Records for this exercise —
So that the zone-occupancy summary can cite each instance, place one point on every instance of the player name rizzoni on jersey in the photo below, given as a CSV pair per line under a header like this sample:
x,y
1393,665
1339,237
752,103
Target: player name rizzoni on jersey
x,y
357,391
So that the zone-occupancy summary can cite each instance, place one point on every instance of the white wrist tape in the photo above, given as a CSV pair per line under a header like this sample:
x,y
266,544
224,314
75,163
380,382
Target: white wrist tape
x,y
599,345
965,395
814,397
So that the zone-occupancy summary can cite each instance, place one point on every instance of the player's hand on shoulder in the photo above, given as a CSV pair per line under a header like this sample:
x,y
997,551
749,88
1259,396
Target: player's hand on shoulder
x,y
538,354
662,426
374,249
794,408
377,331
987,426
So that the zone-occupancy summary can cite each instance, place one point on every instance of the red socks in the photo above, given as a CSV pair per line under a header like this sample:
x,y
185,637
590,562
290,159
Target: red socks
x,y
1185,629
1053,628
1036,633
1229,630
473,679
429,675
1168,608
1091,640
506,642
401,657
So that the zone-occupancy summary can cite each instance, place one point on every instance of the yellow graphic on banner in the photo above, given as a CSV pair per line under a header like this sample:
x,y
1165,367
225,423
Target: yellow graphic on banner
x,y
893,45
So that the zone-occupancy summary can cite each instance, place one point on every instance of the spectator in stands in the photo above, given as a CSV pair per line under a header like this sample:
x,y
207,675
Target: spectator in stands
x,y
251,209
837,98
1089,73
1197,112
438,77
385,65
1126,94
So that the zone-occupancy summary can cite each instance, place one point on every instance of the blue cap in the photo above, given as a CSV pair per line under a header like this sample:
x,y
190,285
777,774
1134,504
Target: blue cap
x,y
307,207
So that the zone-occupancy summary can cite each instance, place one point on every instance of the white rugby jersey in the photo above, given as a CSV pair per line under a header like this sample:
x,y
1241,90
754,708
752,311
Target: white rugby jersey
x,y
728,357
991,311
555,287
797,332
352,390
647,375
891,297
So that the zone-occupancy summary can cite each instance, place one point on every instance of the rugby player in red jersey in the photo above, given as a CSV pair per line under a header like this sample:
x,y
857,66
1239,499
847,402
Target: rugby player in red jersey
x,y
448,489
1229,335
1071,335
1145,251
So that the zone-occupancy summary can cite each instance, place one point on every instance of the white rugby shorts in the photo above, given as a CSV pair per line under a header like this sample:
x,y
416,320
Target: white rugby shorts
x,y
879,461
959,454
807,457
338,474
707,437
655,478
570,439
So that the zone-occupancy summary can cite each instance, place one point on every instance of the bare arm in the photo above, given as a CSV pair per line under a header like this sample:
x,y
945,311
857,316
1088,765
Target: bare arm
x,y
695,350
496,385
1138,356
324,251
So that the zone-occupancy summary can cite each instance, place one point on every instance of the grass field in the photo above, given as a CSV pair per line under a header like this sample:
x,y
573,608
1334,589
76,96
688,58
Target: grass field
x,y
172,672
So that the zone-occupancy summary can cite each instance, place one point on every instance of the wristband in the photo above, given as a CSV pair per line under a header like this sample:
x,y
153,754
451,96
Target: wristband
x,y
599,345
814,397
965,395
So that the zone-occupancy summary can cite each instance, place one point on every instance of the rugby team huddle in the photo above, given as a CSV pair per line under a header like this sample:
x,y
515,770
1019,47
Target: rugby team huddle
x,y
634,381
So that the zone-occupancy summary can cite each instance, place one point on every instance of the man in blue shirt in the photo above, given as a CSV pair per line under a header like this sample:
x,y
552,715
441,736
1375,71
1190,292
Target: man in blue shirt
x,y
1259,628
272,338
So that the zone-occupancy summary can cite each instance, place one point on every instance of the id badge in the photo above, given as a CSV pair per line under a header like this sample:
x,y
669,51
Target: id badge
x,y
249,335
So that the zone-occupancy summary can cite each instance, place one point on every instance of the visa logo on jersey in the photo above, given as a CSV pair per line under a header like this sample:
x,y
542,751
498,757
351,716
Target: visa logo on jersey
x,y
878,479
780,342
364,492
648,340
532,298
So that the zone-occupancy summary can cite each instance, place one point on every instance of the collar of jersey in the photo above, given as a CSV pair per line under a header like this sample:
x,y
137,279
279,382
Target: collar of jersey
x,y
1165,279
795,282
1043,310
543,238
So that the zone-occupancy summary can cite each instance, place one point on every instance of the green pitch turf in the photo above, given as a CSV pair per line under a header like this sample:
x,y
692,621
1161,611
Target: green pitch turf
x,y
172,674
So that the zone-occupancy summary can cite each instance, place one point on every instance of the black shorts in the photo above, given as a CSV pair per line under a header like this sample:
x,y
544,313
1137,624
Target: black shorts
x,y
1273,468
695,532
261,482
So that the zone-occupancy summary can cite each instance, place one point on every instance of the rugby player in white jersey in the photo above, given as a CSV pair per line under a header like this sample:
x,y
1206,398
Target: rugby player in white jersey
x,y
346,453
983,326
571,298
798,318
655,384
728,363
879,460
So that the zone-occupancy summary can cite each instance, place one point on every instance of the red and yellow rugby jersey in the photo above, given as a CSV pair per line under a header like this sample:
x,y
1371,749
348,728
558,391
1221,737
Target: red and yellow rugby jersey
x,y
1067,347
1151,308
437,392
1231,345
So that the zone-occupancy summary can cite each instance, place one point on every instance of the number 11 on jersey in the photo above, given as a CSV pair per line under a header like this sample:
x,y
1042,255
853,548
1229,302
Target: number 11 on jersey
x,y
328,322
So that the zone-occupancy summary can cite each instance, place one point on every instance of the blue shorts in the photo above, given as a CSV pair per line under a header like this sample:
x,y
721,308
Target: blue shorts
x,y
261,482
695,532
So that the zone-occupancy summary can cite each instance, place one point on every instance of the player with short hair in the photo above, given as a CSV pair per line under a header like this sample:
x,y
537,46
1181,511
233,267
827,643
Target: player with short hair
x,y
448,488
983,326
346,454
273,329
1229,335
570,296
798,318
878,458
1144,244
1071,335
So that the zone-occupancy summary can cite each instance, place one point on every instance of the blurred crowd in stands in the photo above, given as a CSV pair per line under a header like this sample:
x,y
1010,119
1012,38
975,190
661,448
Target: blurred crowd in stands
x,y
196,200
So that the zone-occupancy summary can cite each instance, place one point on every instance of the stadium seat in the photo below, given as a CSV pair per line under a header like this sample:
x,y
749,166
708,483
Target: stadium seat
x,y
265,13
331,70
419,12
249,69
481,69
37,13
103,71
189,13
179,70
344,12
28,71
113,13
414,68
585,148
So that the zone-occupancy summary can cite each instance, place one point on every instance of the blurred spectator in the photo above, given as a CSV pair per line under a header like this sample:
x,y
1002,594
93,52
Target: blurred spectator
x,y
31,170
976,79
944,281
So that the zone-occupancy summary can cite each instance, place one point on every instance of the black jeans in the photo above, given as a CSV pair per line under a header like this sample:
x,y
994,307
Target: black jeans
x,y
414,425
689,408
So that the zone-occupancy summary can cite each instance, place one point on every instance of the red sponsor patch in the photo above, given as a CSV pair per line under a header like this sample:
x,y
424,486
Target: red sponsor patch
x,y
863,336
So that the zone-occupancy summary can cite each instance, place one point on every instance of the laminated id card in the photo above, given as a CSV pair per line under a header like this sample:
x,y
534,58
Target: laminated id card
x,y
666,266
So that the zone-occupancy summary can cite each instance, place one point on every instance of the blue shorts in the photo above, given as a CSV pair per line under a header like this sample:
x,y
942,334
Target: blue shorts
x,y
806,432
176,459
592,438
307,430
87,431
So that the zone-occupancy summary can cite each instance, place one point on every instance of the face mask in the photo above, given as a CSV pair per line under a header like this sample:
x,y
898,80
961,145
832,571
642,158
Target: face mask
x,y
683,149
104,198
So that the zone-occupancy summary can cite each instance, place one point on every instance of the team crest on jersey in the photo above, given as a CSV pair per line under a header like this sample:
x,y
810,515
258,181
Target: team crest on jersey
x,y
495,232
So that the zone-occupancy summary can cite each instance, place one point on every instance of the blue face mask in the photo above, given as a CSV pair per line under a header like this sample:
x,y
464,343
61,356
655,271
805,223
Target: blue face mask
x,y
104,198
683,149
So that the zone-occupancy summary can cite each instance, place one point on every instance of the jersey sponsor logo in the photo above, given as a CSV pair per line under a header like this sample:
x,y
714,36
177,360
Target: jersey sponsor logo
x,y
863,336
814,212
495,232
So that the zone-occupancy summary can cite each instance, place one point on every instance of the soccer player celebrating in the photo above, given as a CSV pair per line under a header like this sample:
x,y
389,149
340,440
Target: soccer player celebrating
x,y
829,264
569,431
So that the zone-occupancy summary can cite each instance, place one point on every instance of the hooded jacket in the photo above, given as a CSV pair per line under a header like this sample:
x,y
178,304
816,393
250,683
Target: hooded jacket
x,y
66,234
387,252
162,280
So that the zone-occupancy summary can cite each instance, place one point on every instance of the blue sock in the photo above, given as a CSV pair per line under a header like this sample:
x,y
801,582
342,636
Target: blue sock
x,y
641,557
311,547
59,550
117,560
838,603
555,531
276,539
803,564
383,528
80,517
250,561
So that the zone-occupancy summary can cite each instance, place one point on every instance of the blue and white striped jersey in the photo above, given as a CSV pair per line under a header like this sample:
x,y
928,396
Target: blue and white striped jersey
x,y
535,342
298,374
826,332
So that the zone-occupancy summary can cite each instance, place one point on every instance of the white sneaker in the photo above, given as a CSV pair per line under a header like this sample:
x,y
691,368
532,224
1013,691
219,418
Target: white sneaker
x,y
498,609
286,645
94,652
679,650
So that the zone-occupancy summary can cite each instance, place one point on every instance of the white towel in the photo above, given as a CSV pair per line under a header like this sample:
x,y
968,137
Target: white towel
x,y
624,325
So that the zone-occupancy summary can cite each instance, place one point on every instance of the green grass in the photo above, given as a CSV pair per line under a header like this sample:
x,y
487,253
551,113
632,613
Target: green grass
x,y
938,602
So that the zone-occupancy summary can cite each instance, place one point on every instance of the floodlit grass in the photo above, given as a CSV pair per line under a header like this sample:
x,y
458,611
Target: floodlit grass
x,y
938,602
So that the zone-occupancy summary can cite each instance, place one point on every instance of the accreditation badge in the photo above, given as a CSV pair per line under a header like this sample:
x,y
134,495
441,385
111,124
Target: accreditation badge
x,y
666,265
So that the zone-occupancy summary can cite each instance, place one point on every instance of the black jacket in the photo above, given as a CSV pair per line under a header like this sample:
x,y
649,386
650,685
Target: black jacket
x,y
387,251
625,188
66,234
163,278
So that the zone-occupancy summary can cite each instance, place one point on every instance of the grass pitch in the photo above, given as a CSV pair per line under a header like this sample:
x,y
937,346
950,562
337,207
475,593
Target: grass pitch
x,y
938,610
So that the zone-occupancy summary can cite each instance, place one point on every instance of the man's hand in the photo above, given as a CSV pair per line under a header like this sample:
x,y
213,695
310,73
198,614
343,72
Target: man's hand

Challenge — Only the lines from the one containing "the grass pitch" to the end of the listing belong in the output, each reproduced exactly.

Reply to the task —
So that the zone-occupancy summary can cite each instance, place one point on every instance of the grass pitch in the photo above, given as a CSV pair per line under a header like this sample:
x,y
937,346
950,562
337,207
475,593
Target: grass pitch
x,y
938,610
So that the zone-occupancy summary can cite each instance, place one point on every instance of the man's hand in the photo above, given as a CSV pair per line under a header like this sample:
x,y
213,695
310,73
198,614
343,72
Target: man's hand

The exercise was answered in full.